START ENTRIES PROVIDED

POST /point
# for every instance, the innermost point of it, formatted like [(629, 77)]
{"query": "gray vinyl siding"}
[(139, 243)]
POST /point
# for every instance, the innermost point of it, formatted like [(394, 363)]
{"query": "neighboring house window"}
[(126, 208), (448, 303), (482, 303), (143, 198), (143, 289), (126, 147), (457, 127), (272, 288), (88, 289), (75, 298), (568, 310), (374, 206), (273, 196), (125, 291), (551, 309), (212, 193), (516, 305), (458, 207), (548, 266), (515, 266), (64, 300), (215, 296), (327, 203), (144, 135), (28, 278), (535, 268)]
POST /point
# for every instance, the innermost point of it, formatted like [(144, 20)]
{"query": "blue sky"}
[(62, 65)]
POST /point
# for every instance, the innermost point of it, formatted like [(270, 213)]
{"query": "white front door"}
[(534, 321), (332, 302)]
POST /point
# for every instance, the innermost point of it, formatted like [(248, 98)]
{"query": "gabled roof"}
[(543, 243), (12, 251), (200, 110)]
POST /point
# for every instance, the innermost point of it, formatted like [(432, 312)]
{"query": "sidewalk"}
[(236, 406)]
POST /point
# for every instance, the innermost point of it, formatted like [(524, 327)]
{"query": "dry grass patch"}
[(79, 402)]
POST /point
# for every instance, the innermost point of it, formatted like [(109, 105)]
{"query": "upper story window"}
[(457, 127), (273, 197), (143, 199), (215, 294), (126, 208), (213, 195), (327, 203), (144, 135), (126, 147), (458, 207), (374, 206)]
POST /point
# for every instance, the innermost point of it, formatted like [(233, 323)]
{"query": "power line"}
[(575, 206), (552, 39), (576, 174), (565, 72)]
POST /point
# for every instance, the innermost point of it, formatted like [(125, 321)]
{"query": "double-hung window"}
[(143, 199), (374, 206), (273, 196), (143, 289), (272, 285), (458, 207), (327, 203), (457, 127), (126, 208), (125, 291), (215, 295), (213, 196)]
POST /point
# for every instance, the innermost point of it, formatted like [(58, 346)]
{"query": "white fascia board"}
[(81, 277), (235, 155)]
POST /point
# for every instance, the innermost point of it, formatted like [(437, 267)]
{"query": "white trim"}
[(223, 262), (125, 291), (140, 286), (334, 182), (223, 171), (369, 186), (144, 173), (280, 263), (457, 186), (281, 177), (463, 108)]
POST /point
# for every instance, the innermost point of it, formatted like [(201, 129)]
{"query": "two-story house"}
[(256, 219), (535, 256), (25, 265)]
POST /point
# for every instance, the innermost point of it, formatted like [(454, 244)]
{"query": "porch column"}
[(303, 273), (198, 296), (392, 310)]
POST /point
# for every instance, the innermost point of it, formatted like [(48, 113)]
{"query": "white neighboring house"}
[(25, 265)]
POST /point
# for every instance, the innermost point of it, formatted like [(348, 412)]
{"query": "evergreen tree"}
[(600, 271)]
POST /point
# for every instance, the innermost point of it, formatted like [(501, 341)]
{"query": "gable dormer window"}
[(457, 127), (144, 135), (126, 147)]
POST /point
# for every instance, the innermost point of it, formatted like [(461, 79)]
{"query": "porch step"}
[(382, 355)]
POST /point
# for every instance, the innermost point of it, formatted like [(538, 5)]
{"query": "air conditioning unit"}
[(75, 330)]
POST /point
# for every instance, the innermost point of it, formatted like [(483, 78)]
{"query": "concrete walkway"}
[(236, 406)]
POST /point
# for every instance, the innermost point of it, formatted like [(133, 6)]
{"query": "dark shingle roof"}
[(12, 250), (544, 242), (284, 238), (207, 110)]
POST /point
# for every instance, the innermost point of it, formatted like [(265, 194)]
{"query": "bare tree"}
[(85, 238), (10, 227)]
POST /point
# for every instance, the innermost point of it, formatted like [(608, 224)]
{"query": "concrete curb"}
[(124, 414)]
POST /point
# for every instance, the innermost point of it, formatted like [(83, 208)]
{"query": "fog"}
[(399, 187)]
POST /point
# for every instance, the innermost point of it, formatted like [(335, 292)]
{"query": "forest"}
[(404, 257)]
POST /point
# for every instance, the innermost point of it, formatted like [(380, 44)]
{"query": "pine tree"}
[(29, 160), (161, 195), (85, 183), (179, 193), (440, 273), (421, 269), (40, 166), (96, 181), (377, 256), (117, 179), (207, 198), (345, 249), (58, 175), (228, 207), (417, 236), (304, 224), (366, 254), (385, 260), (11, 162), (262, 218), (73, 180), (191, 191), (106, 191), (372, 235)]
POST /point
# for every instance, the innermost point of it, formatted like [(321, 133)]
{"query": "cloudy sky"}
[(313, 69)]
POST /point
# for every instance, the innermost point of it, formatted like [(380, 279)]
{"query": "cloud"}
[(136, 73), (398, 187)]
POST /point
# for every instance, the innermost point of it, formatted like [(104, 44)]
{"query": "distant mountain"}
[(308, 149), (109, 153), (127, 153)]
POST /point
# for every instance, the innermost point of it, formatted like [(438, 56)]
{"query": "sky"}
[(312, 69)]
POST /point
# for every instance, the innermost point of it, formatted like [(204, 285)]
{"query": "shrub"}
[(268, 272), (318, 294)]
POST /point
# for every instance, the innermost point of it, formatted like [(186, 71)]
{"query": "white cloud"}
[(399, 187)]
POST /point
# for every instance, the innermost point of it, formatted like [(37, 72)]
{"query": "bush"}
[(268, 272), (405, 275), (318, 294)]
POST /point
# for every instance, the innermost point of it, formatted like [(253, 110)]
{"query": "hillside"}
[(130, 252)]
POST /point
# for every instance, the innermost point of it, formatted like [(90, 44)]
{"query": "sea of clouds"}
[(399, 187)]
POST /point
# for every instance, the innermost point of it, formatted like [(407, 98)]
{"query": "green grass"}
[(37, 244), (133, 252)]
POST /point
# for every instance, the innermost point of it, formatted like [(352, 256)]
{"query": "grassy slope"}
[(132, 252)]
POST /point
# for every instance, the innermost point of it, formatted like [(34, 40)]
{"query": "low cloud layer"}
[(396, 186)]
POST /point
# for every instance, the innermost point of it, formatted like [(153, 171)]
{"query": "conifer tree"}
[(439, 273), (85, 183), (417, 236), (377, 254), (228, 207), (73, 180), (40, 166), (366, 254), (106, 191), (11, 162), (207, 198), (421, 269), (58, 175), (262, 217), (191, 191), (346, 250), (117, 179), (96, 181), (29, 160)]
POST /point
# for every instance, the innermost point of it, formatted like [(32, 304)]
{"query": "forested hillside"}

END ENTRIES PROVIDED

**WORK INSTRUCTION:** Line by line, copy the records exactly.

**YOUR SOLUTION:**
POST /point
# for every instance, the innermost point of it, formatted like [(629, 77)]
{"query": "gray vinyl siding"}
[(139, 243)]
POST /point
# for every instance, the innermost point of it, formatted like [(394, 363)]
{"query": "neighboring house window"}
[(126, 208), (448, 303), (482, 303), (143, 198), (143, 289), (126, 147), (457, 127), (272, 288), (88, 289), (75, 298), (568, 310), (374, 206), (273, 196), (125, 291), (551, 309), (212, 193), (516, 305), (458, 207), (548, 266), (515, 266), (64, 300), (215, 296), (327, 203), (144, 135), (28, 278), (535, 268)]
POST /point
# for every instance, the innermost point of it, formatted like [(144, 20)]
{"query": "blue sky"}
[(62, 65)]
POST /point
# for every instance, the innermost point of it, formatted like [(270, 213)]
{"query": "white front door"}
[(534, 321), (332, 302)]
POST /point
# for every instance, the innermost point of it, formatted like [(248, 98)]
{"query": "gabled roof"}
[(543, 243), (12, 251), (200, 110)]
POST /point
# for every instance, the innermost point of it, formatted like [(432, 312)]
{"query": "sidewalk"}
[(236, 406)]
POST /point
# for every instance, the innermost point of it, formatted like [(524, 327)]
{"query": "dry grass patch"}
[(79, 402)]
POST /point
# for every instance, the innermost point of it, formatted like [(109, 105)]
{"query": "upper story window"}
[(457, 127), (273, 197), (143, 199), (215, 294), (126, 208), (213, 195), (327, 203), (144, 135), (126, 147), (458, 207), (374, 206)]
POST /point
# for every instance, the innermost point of it, formatted like [(233, 323)]
{"query": "power line"}
[(575, 206), (552, 39), (576, 174), (565, 72)]
POST /point
# for every instance, the innermost point of it, formatted like [(125, 321)]
{"query": "double-hung window"}
[(143, 199), (374, 206), (273, 196), (143, 289), (272, 285), (458, 207), (327, 203), (457, 127), (126, 208), (125, 291), (215, 295), (213, 196)]
POST /point
# for every instance, the innermost point of it, formatted like [(58, 346)]
{"query": "white fascia board"}
[(81, 277), (235, 155)]
POST /point
# for every instance, the innermost point of it, formatted like [(437, 267)]
{"query": "white trim"}
[(223, 262), (125, 291), (140, 286), (334, 182), (223, 171), (369, 186), (144, 173), (280, 263), (457, 186), (281, 177), (463, 108)]
POST /point
# for every instance, the innermost point of it, formatted like [(201, 129)]
{"query": "two-story house"}
[(256, 219), (535, 256), (25, 265)]
POST /point
# for every instance, the innermost point of it, formatted like [(454, 244)]
{"query": "porch column"}
[(303, 273), (198, 296), (392, 310)]
POST /point
# for every instance, the innermost point of it, formatted like [(48, 113)]
{"query": "white neighboring house"}
[(25, 265)]
POST /point
# for every instance, the innermost point of it, formatted like [(348, 412)]
{"query": "evergreen tree"}
[(600, 271)]
POST /point
# for every instance, the innermost point of it, formatted like [(501, 341)]
{"query": "gable dormer window"}
[(457, 127), (144, 135), (126, 147)]
POST /point
# for every instance, the innermost point of it, formatted like [(461, 79)]
{"query": "porch step"}
[(382, 355)]
POST /point
# for every instance, the innermost point of it, formatted like [(538, 5)]
{"query": "air conditioning unit"}
[(75, 330)]
POST /point
# for every instance, the innermost point of it, formatted like [(483, 78)]
{"query": "concrete walkway"}
[(236, 406)]
POST /point
# for every instance, the innermost point of it, formatted like [(133, 6)]
{"query": "dark shingle roof"}
[(12, 250), (544, 242), (284, 238), (207, 110)]
POST /point
# for every instance, the innermost point of it, formatted like [(265, 194)]
{"query": "bare tree"}
[(85, 238), (10, 227)]
POST /point
# for every instance, the innermost point of it, formatted like [(608, 224)]
{"query": "concrete curb"}
[(124, 414)]
POST /point
# for every instance, the innermost point of it, formatted like [(83, 208)]
{"query": "fog"}
[(399, 187)]
POST /point
# for every instance, the innermost point of it, formatted like [(335, 292)]
{"query": "forest"}
[(404, 257)]
POST /point
# for every instance, the innermost point of it, formatted like [(380, 44)]
{"query": "pine tree"}
[(29, 160), (161, 195), (85, 183), (179, 193), (440, 273), (421, 269), (40, 166), (96, 181), (377, 256), (117, 179), (207, 198), (345, 249), (58, 175), (228, 207), (417, 236), (304, 224), (366, 254), (385, 260), (11, 162), (262, 218), (73, 180), (191, 191), (106, 191), (372, 235)]
POST /point
# for every instance, the innermost point of it, formatted like [(321, 133)]
{"query": "cloudy sky"}
[(313, 69)]
POST /point
# for every instance, the innermost point of it, formatted like [(380, 279)]
{"query": "cloud"}
[(136, 73), (398, 187)]
POST /point
# for every instance, the innermost point of it, formatted like [(104, 44)]
{"query": "distant mountain"}
[(308, 149), (109, 153), (127, 153)]
POST /point
# for every instance, the innermost point of it, formatted like [(438, 56)]
{"query": "sky"}
[(312, 69)]
POST /point
# for every instance, the innermost point of it, formatted like [(204, 285)]
{"query": "shrub"}
[(268, 272), (318, 294)]
POST /point
# for every instance, the innermost point of it, formatted like [(186, 71)]
{"query": "white cloud"}
[(399, 187)]
POST /point
# for every instance, the innermost point of it, formatted like [(37, 72)]
{"query": "bush"}
[(268, 272), (405, 275), (318, 294)]
POST /point
# for every instance, the innermost point of it, formatted like [(253, 110)]
{"query": "hillside"}
[(130, 252)]
POST /point
# for every instance, the innermost point of it, formatted like [(90, 44)]
{"query": "sea of clouds"}
[(399, 187)]
POST /point
# for every instance, the innermost point of it, formatted like [(407, 98)]
{"query": "green grass"}
[(37, 244), (133, 252)]
POST /point
# for every instance, the innermost point of it, formatted like [(352, 256)]
{"query": "grassy slope"}
[(132, 252)]
POST /point
# for every instance, the innermost point of it, formatted like [(34, 40)]
{"query": "low cloud layer"}
[(396, 186)]
POST /point
# for every instance, the innermost point of it, formatted like [(153, 171)]
{"query": "conifer tree"}
[(439, 273), (85, 183), (417, 236), (377, 254), (228, 207), (73, 180), (40, 166), (366, 254), (106, 191), (11, 162), (207, 198), (421, 269), (58, 175), (262, 217), (191, 191), (346, 250), (117, 179), (96, 181), (29, 160)]
POST /point
# for every instance, the innermost point of it, formatted like [(32, 304)]
{"query": "forested hillside"}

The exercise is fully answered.